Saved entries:
------------------------------------------------------------------------

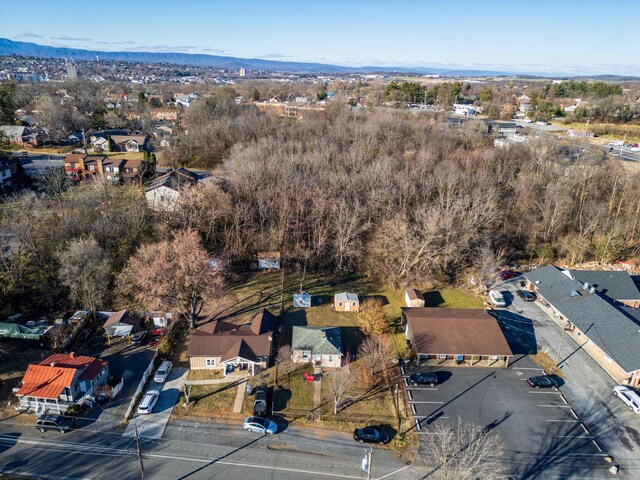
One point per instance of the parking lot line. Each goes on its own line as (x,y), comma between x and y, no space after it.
(565,421)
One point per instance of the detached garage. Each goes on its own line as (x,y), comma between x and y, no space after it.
(456,336)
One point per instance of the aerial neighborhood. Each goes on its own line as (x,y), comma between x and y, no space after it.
(248,268)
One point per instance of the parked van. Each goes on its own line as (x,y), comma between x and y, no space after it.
(496,298)
(628,396)
(163,372)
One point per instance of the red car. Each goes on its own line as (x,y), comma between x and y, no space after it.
(507,274)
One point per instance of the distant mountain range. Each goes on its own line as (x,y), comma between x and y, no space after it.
(27,49)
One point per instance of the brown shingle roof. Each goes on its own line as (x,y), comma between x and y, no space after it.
(456,331)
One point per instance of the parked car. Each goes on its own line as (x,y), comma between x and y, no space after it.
(148,402)
(163,372)
(424,378)
(62,423)
(261,402)
(370,435)
(260,425)
(527,296)
(496,298)
(629,396)
(138,337)
(542,382)
(507,274)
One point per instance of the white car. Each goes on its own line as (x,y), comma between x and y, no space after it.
(148,402)
(628,396)
(496,298)
(163,372)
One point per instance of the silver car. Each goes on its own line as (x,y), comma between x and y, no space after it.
(260,425)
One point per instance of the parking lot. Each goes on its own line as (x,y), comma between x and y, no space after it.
(543,436)
(152,425)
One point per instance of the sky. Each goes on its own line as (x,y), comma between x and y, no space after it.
(532,36)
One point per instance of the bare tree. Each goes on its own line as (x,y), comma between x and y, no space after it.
(172,275)
(371,317)
(85,271)
(376,351)
(464,451)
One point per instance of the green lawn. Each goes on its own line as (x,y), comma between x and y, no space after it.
(210,400)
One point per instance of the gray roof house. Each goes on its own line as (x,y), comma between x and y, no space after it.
(593,308)
(321,346)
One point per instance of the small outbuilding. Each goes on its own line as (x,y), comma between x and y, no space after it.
(413,297)
(269,261)
(302,300)
(346,302)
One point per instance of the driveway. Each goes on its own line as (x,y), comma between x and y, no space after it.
(544,438)
(151,426)
(588,387)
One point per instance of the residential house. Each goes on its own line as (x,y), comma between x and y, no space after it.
(20,135)
(456,336)
(59,381)
(599,311)
(321,346)
(122,323)
(269,261)
(163,193)
(504,128)
(580,133)
(346,302)
(413,298)
(221,345)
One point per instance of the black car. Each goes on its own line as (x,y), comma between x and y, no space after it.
(138,337)
(61,423)
(261,402)
(527,296)
(370,435)
(424,378)
(542,382)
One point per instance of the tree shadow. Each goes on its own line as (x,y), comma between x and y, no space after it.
(433,299)
(518,332)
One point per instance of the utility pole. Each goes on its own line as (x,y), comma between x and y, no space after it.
(135,429)
(559,347)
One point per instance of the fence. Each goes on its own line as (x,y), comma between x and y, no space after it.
(138,392)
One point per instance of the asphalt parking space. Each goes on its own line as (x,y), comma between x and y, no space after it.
(542,433)
(152,425)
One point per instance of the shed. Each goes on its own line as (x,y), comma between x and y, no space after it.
(413,297)
(268,260)
(302,299)
(346,302)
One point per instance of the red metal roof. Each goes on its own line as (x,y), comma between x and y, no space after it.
(48,382)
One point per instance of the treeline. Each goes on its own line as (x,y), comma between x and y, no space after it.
(382,193)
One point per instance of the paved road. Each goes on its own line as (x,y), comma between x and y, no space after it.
(193,451)
(588,388)
(152,425)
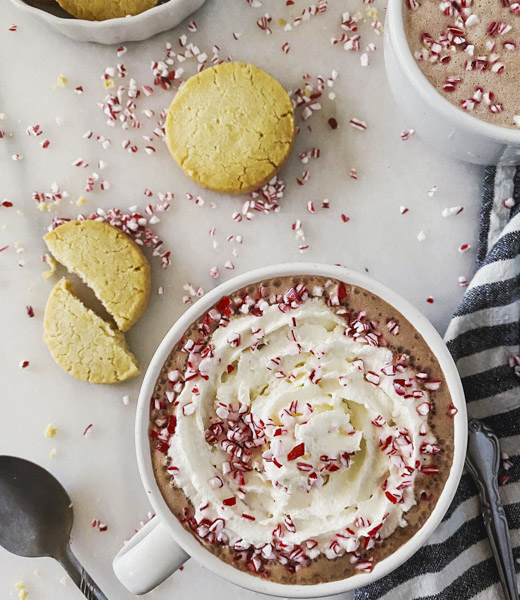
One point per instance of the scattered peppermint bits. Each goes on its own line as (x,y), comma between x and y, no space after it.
(358,124)
(406,134)
(452,211)
(514,363)
(97,524)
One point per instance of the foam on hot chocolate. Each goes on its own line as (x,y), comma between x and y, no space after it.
(293,436)
(470,52)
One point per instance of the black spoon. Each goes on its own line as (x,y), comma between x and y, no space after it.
(36,519)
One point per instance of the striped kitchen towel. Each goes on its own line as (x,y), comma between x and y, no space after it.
(483,337)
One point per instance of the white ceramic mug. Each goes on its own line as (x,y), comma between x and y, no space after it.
(161,547)
(448,128)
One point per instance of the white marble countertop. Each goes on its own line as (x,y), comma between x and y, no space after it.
(100,470)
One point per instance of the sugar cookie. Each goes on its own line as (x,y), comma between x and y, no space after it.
(231,128)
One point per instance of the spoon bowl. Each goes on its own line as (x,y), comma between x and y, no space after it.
(36,519)
(35,510)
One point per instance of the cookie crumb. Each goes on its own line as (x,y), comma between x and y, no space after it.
(50,431)
(22,591)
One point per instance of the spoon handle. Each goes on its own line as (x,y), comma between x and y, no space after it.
(80,577)
(483,463)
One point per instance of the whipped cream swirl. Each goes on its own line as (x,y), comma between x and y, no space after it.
(287,428)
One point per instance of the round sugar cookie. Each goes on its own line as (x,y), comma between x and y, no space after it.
(109,262)
(82,343)
(101,10)
(231,128)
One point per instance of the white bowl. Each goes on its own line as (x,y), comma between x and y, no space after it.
(114,31)
(163,544)
(451,130)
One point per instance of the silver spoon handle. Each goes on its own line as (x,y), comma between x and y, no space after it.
(80,577)
(483,463)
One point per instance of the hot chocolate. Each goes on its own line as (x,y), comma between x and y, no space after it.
(470,52)
(301,430)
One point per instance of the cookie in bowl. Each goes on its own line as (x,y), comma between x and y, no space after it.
(101,10)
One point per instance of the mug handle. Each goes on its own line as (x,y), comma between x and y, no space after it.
(150,557)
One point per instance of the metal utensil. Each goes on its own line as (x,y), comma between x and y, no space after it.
(36,519)
(483,463)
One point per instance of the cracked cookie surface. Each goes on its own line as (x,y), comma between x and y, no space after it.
(101,10)
(82,343)
(109,262)
(231,128)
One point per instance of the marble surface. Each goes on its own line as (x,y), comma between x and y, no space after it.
(99,470)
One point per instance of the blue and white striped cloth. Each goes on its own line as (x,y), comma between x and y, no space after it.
(456,563)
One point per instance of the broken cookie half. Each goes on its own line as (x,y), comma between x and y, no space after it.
(82,343)
(109,262)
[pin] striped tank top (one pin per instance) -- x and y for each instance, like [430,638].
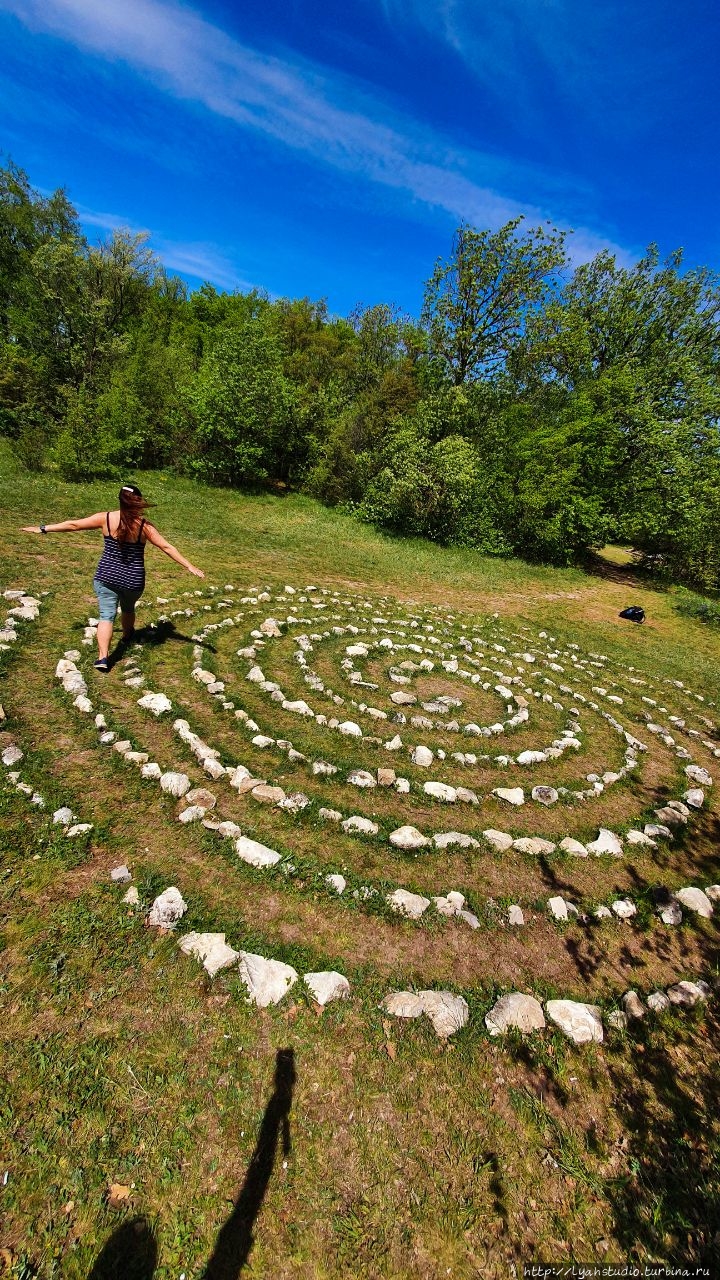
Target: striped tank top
[122,565]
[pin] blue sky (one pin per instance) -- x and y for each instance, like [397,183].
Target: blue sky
[329,150]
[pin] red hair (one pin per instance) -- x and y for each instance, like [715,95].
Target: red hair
[132,506]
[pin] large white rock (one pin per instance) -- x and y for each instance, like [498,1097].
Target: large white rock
[441,791]
[327,986]
[361,778]
[557,906]
[580,1023]
[500,840]
[363,824]
[511,795]
[447,1013]
[167,909]
[155,703]
[210,949]
[534,845]
[445,839]
[701,777]
[174,784]
[606,842]
[695,900]
[515,1010]
[573,846]
[255,854]
[408,904]
[687,993]
[624,908]
[267,981]
[408,837]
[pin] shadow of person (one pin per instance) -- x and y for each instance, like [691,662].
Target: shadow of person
[131,1253]
[235,1239]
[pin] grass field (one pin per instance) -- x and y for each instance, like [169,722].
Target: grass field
[308,1142]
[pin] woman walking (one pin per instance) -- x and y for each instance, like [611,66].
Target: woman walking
[119,577]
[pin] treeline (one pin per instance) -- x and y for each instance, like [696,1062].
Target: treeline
[529,410]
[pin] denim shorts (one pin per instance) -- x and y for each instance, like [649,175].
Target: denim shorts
[109,600]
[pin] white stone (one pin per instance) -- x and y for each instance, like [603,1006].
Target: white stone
[210,949]
[327,986]
[361,824]
[545,795]
[696,901]
[167,909]
[580,1023]
[443,839]
[408,904]
[361,778]
[701,777]
[533,845]
[638,837]
[657,1001]
[155,703]
[174,784]
[557,906]
[267,981]
[500,840]
[606,842]
[408,837]
[255,854]
[624,909]
[573,846]
[441,791]
[686,993]
[511,795]
[515,1010]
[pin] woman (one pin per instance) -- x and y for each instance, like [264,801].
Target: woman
[119,577]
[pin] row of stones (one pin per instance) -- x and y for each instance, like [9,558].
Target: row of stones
[401,900]
[268,981]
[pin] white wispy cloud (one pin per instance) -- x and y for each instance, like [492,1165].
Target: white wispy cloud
[328,118]
[197,259]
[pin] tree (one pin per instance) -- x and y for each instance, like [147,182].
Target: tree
[475,305]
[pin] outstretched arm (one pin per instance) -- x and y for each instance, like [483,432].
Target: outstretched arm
[67,526]
[164,545]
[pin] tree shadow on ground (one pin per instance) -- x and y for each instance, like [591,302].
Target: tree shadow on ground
[235,1239]
[668,1208]
[131,1253]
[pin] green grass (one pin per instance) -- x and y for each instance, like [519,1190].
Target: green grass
[124,1064]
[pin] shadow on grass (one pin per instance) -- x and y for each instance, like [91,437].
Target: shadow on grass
[235,1239]
[131,1253]
[669,1208]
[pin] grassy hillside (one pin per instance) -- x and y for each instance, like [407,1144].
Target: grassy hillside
[306,1142]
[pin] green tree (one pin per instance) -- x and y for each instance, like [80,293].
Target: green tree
[477,304]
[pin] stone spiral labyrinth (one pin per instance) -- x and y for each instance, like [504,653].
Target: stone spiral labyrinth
[423,764]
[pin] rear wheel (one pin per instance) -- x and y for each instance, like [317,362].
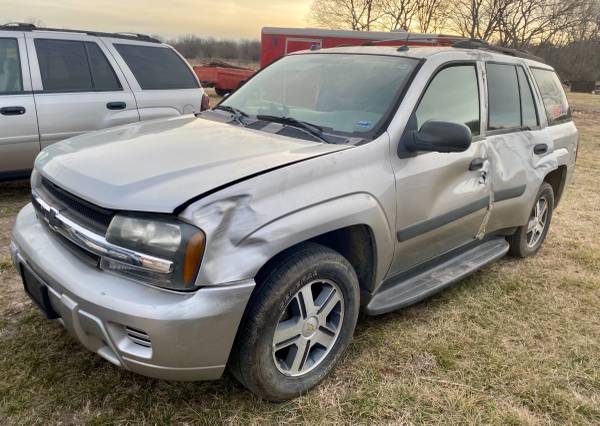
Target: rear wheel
[298,323]
[528,239]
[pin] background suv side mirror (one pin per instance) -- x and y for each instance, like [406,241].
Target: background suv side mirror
[439,136]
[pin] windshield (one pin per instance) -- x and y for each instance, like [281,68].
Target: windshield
[340,93]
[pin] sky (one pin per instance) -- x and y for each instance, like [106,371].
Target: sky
[167,18]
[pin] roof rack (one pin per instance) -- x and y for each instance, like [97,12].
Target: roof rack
[475,43]
[20,26]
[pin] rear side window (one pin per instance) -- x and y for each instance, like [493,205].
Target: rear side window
[157,68]
[553,96]
[10,67]
[74,66]
[452,95]
[504,105]
[528,109]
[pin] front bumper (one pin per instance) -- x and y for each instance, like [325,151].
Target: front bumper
[150,331]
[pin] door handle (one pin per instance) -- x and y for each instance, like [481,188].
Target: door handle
[12,111]
[540,149]
[116,105]
[476,164]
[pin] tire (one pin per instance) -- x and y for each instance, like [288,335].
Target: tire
[277,373]
[522,244]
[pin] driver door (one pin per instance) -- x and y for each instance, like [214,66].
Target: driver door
[442,199]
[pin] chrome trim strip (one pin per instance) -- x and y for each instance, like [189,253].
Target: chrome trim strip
[97,244]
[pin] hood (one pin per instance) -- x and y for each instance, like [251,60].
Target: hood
[159,165]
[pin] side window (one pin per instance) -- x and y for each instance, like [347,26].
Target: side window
[11,80]
[504,105]
[528,109]
[103,76]
[157,68]
[553,96]
[74,66]
[452,95]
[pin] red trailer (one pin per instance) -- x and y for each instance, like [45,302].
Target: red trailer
[278,42]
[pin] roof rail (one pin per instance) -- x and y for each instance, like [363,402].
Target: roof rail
[475,43]
[20,26]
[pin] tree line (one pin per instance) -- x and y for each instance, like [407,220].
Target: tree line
[564,32]
[193,47]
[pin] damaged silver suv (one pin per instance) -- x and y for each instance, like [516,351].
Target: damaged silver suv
[250,236]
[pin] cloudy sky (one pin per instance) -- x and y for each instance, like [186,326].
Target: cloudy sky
[218,18]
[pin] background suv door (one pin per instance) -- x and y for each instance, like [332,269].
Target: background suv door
[163,82]
[442,199]
[19,138]
[78,86]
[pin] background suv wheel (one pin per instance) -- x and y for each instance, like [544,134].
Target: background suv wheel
[298,323]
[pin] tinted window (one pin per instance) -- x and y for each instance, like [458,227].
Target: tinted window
[103,76]
[453,96]
[74,66]
[527,103]
[10,67]
[157,67]
[553,95]
[503,97]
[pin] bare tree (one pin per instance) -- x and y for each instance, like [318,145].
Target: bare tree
[478,18]
[358,15]
[431,15]
[398,14]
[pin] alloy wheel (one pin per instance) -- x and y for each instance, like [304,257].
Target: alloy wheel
[308,327]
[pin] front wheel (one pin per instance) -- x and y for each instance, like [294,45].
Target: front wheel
[298,323]
[528,239]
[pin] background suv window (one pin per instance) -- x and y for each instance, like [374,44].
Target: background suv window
[503,97]
[528,109]
[452,95]
[157,68]
[553,96]
[74,66]
[10,67]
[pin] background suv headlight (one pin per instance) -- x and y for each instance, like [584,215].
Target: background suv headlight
[161,237]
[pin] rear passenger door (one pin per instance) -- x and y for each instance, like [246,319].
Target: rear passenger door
[78,86]
[19,139]
[514,135]
[163,83]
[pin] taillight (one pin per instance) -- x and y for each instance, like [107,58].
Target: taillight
[205,104]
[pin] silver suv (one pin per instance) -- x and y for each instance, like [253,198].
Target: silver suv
[56,84]
[336,180]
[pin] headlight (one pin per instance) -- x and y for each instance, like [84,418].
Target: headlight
[162,239]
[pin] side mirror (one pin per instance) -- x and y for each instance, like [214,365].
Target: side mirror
[439,136]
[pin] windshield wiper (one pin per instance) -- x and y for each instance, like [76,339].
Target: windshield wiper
[313,129]
[238,114]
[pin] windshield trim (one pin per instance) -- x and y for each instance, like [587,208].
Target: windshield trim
[386,118]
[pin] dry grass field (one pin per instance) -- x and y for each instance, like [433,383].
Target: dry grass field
[516,343]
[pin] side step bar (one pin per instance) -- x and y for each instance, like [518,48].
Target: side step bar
[407,289]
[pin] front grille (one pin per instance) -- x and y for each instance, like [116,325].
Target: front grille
[86,214]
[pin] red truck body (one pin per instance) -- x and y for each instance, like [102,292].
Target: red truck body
[278,42]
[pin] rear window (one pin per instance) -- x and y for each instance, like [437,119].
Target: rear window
[503,93]
[74,66]
[157,68]
[553,95]
[10,67]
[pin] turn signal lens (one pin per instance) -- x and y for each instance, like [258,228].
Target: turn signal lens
[193,257]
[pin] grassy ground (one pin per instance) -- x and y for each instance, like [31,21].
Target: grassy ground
[516,343]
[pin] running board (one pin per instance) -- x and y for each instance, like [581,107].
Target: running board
[406,290]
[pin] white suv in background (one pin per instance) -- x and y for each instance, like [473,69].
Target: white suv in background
[55,84]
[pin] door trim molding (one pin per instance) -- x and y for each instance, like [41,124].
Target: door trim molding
[419,228]
[507,194]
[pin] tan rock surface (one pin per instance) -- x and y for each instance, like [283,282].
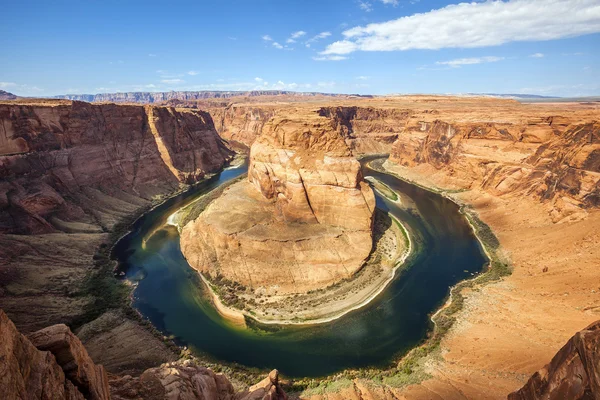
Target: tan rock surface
[303,222]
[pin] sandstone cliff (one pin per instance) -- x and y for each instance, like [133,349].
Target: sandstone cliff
[573,373]
[69,171]
[53,364]
[550,159]
[303,221]
[70,166]
[155,97]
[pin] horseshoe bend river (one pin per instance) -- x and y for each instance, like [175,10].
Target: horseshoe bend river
[170,294]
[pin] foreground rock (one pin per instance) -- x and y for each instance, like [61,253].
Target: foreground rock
[573,373]
[53,364]
[184,380]
[302,222]
[69,172]
[59,369]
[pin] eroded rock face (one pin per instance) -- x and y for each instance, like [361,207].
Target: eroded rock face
[66,166]
[573,373]
[27,372]
[302,222]
[52,364]
[550,159]
[90,379]
[185,380]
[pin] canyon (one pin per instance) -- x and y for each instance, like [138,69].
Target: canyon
[72,172]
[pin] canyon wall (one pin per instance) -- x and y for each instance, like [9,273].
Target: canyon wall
[52,363]
[70,171]
[72,166]
[553,159]
[157,97]
[301,222]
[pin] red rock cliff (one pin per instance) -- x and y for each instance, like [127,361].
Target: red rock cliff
[70,166]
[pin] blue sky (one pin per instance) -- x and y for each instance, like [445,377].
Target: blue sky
[547,47]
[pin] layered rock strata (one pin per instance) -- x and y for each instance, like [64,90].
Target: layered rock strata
[573,373]
[302,221]
[552,160]
[69,171]
[53,364]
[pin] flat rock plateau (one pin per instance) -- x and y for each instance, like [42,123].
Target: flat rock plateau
[73,172]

------------------------------------------------------------------------

Brief: Reproduce exactly the section above that begins at the line containing "[pin] windshield wiper" and ends at the line containing "[pin] side step", leaving out all other lines.

Output of the exercise:
[pin] windshield wiper (one pin per instance) -- x and y for each instance, like [76,339].
Target: windshield wiper
[313,129]
[238,114]
[pin] windshield trim (one pin per instance) -- x and y for each instance, like [587,208].
Target: windshield trim
[386,118]
[pin] dry grass field (one pin per instance) -- x and y for each instance, like [433,383].
Target: dry grass field
[516,343]
[pin] side step bar (one pin per instance) -- x and y for each instance, like [518,48].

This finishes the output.